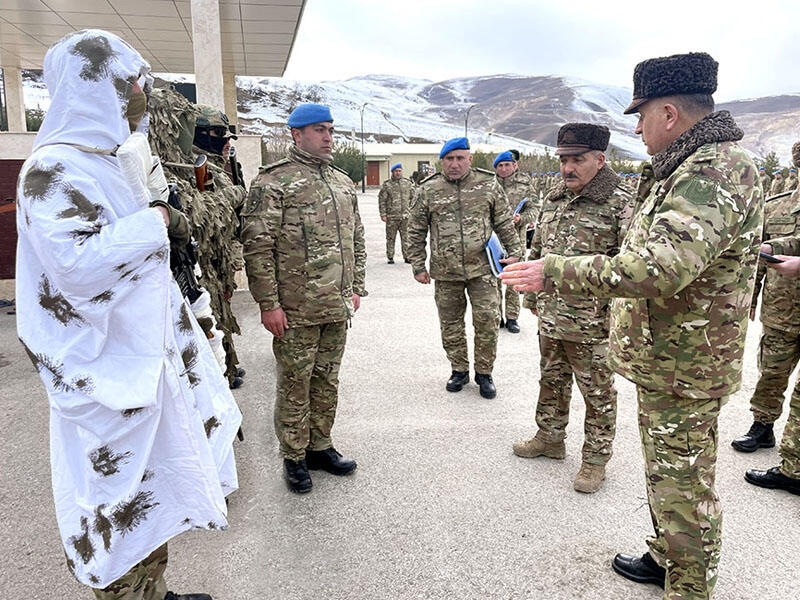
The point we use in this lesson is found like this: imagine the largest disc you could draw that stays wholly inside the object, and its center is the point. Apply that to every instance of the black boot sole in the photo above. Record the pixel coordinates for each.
(773, 486)
(637, 578)
(749, 449)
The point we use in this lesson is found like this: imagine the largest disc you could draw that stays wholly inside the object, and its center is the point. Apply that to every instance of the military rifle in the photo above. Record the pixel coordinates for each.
(201, 171)
(236, 173)
(183, 257)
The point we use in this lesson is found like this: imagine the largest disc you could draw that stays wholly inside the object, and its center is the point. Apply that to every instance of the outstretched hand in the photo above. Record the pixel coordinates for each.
(790, 267)
(525, 276)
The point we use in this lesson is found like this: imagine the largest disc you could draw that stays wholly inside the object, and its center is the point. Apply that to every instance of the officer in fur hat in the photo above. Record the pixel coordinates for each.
(682, 284)
(587, 213)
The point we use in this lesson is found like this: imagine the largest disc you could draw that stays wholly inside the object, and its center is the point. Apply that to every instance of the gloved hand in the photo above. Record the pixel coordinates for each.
(135, 164)
(178, 227)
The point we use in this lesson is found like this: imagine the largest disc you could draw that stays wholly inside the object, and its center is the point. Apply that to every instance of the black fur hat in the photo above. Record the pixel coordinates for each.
(577, 138)
(693, 73)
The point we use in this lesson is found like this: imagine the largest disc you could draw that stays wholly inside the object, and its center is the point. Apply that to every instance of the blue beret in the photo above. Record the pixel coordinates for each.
(308, 114)
(454, 144)
(503, 157)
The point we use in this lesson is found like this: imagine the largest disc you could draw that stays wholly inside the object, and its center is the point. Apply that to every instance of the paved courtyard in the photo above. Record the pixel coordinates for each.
(439, 507)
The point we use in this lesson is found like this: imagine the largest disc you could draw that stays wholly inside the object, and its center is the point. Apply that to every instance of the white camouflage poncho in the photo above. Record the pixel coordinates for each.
(142, 421)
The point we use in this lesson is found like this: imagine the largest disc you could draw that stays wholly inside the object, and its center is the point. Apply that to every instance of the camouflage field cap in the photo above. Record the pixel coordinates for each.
(578, 138)
(212, 118)
(693, 73)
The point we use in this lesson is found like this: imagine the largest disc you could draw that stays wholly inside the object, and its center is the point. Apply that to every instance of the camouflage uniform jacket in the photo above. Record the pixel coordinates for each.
(780, 301)
(684, 276)
(461, 216)
(517, 187)
(777, 186)
(593, 222)
(394, 197)
(303, 240)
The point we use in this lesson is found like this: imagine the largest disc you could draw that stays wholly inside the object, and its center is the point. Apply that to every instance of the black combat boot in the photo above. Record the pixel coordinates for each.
(759, 436)
(296, 474)
(773, 479)
(330, 460)
(457, 381)
(486, 384)
(640, 570)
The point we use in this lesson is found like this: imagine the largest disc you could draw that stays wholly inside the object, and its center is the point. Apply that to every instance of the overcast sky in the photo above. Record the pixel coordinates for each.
(756, 43)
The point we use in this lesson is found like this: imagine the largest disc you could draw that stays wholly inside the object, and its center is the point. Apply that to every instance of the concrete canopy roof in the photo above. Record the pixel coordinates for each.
(257, 35)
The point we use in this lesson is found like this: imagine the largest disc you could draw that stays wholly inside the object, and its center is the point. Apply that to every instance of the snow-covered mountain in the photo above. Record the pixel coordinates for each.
(522, 111)
(507, 110)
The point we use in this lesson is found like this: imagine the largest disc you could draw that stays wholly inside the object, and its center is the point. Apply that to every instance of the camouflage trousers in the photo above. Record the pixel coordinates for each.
(393, 227)
(790, 442)
(559, 360)
(778, 355)
(308, 360)
(512, 301)
(145, 581)
(679, 443)
(451, 303)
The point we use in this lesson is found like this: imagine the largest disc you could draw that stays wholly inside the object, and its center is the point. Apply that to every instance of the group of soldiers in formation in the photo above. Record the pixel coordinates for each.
(649, 277)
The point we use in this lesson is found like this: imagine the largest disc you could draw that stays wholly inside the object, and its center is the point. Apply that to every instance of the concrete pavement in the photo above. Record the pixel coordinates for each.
(439, 507)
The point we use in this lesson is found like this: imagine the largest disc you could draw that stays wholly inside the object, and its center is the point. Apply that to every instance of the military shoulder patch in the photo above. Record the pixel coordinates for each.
(341, 170)
(275, 165)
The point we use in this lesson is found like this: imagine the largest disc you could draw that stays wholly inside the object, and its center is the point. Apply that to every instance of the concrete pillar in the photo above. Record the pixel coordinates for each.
(230, 107)
(207, 53)
(15, 100)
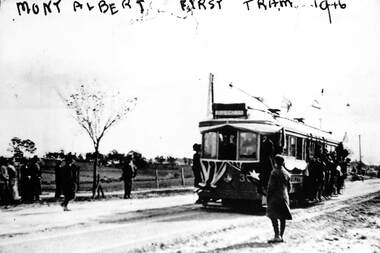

Gewünschtes Ergebnis. Welche Zeilen oben enthalten die Zeichenfolge "boot"? Wähle alle diese Zeilen aus und gib sie wieder, wobei Groß- und Kleinschreibung zählt.

Vollständige Antwort.
The point we use in this lesson is found like this: imagine the largest disc you could draw that stays wholly inside the object, and its center is the point. Apply that to every instance of the black boot sole in the photo above. Record the pixel coordinates for each.
The point we use in this lesson is found like this: imagine the largest disc you could draw that stays wholly inside the object, and its center is the point. Apply that to every instance of the black combat boot in the photo above. Record the pixel coordinates for each.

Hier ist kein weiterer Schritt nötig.